YeniSafak.com “ Türkiye'nin birikimi... ” Yazarlar

 
Ana Sayfa...
Gündem'den...
Politika'dan...
Ekonomiden...
Dünya'dan...
Kültür'den...
Yazarlar'dan

  Arşivden Arama

  I Explorer Kullanıcıları, TIKLAYIN.

 

İlahipop

 
Benim değişimden anladığım şey de zaten, tabii bir süreç içerisinde gerçekleşen değişimlerdir. Zorlamayla, baskıyla gerçekleştirilen değişimler değil.

 

Zaman değiştikçe müzikler de değişiyor. Çünkü insanlar değişiyor... zevkler değişiyor. Yirminci yüzyıl, insanlığın "hız"landığı bir yüz yıl oldu. Görünen o ki, yirmibirinci yüzyıl bu hızın daha da arttığı bir yüzyıl olacak. Hayatın "hızı" arttıkça, insan da bu hıza uyum sağlamak için çaba sarfediyor... bu, oldukça tabii bir gelişme.

İstenen görev 1: Müzik ve değişim üzerine olan metindeki "Zaman değiştikçe müzikler de değişiyor." cümlesini İngilizceye çevirin.
İstenen görev 2: Müzik ve değişim üzerine olan metne göre şu ifadelerin her biri doğru mu? (a) Yazarın kastettiği değişim, zorlama ve baskıyla gerçekleştirilen değişimdir. (b) Yirminci yüzyıl, insanlığın hızlandığı bir yüzyıl olmuştur. (c) İnsanın hayatın artan hızına uyum sağlamaya çalışması tabii bir gelişme olarak görülüyor. Her biri için evet ya da hayır yazın ve bu kararı belirleyen sözleri metinden aynen alıntılayın.

Listelenen girdiler:

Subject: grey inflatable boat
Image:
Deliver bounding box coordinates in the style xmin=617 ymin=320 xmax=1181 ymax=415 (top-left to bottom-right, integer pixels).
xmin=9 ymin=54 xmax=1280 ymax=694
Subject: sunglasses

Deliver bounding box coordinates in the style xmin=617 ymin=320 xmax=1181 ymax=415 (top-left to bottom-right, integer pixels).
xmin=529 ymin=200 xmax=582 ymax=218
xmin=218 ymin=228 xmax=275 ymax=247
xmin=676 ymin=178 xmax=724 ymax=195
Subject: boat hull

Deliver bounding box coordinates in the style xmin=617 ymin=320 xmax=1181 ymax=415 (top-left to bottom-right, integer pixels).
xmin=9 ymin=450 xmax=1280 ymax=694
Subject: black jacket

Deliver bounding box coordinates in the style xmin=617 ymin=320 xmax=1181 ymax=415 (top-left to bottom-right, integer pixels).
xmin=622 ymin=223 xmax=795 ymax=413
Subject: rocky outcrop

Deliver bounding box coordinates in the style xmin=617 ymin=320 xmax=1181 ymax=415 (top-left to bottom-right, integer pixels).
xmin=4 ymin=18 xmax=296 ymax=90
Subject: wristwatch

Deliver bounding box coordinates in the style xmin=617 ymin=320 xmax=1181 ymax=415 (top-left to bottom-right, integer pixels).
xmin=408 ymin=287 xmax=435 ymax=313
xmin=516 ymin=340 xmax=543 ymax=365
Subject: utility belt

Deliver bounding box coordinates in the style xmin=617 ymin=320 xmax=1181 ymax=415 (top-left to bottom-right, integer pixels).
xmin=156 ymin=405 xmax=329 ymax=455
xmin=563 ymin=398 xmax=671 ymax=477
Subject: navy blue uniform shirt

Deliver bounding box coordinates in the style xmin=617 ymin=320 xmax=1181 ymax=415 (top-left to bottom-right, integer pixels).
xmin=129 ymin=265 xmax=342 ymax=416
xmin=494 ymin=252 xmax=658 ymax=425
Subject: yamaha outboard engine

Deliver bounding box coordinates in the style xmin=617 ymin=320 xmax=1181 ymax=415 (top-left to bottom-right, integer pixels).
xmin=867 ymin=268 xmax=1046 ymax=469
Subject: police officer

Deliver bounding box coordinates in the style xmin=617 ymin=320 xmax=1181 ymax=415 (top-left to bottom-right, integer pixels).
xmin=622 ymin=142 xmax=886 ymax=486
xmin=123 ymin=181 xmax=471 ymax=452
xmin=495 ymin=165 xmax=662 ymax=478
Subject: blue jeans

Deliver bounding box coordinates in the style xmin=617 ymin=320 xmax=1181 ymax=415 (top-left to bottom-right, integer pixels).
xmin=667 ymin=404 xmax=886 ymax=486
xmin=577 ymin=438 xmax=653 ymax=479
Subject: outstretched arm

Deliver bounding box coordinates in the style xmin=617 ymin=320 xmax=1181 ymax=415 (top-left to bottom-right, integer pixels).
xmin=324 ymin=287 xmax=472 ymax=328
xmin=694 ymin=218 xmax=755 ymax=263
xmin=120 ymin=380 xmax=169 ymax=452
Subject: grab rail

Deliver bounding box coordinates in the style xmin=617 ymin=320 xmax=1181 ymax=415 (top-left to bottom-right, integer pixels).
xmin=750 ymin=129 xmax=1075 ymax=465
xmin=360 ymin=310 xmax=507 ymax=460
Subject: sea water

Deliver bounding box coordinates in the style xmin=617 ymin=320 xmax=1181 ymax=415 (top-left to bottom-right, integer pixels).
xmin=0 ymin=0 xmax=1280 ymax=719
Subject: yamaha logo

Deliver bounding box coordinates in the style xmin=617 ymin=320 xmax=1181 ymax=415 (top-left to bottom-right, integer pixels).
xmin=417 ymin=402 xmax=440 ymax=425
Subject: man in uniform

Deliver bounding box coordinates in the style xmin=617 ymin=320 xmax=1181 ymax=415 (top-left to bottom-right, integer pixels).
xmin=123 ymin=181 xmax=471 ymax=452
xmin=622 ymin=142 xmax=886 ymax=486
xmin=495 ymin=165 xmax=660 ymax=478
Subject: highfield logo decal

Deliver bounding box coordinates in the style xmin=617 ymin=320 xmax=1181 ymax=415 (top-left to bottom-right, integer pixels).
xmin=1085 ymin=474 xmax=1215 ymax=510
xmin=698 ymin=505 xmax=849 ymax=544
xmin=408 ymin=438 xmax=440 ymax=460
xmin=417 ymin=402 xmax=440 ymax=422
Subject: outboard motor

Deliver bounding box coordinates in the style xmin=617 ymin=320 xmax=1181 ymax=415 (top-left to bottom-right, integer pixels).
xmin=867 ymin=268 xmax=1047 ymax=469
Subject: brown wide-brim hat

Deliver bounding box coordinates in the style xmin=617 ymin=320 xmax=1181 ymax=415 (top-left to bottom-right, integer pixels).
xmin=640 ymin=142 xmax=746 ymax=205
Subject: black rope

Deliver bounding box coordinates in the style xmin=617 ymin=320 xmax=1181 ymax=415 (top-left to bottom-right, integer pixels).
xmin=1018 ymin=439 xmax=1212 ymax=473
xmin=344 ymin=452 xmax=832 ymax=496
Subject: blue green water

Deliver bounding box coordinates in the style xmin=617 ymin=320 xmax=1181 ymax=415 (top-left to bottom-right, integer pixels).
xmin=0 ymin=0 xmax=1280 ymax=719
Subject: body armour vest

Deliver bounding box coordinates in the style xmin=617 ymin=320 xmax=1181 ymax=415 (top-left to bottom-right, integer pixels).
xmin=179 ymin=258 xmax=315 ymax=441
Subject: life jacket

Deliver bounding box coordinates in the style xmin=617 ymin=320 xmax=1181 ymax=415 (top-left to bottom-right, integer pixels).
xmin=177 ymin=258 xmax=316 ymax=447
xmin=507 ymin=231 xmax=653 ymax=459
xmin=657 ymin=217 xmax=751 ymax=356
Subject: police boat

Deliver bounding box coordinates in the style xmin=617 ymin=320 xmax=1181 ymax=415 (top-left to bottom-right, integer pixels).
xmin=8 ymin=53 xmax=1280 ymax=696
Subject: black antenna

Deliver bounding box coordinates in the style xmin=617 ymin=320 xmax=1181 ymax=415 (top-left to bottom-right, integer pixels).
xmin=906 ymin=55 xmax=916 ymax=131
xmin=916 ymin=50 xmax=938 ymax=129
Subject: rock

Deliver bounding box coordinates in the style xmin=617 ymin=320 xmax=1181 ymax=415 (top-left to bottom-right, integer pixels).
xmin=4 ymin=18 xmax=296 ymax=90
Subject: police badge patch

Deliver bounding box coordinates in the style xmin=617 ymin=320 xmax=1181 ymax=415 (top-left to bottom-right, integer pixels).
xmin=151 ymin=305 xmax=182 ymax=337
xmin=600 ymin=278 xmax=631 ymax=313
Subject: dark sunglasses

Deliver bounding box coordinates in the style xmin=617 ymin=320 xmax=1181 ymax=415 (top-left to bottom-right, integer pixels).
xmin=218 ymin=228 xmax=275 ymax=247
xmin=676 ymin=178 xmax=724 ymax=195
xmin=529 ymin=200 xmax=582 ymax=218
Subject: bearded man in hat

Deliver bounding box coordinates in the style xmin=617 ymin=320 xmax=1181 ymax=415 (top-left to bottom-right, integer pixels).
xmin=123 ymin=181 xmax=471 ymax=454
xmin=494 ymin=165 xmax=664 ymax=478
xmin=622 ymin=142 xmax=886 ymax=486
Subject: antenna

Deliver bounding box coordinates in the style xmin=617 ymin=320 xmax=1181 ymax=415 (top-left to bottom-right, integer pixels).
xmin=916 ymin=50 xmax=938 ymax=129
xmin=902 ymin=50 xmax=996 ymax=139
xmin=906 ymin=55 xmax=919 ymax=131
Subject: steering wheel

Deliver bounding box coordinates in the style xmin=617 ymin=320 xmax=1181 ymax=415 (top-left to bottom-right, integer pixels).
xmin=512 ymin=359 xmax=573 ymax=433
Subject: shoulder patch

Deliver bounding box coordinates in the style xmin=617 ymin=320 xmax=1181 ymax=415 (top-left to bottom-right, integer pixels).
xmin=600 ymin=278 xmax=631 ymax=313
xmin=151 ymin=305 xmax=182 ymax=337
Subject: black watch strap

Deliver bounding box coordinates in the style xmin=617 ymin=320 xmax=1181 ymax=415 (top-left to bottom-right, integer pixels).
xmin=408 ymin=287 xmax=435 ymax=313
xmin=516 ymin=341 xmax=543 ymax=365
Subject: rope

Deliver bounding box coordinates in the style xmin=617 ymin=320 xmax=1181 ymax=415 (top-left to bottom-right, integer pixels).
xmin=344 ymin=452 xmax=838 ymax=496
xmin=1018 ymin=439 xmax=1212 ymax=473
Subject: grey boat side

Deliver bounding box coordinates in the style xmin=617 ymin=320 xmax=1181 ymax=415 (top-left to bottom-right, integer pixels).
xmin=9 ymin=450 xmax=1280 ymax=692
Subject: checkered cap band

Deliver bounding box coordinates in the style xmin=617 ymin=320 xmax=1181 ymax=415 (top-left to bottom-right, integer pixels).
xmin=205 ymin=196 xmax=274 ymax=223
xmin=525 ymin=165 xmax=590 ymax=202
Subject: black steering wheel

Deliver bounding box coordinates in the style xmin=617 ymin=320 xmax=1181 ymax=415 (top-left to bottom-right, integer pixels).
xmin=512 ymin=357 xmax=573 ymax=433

Alıştırma sonucu 1: As time changes, music changes as well.

Alıştırma sonucu 2:
(a) Hayır: "Zorlamayla, baskıyla gerçekleştirilen değişimler değil."
(b) Evet: "Yirminci yüzyıl, insanlığın "hız"landığı bir yüz yıl oldu."
(c) Evet: "bu, oldukça tabii bir gelişme."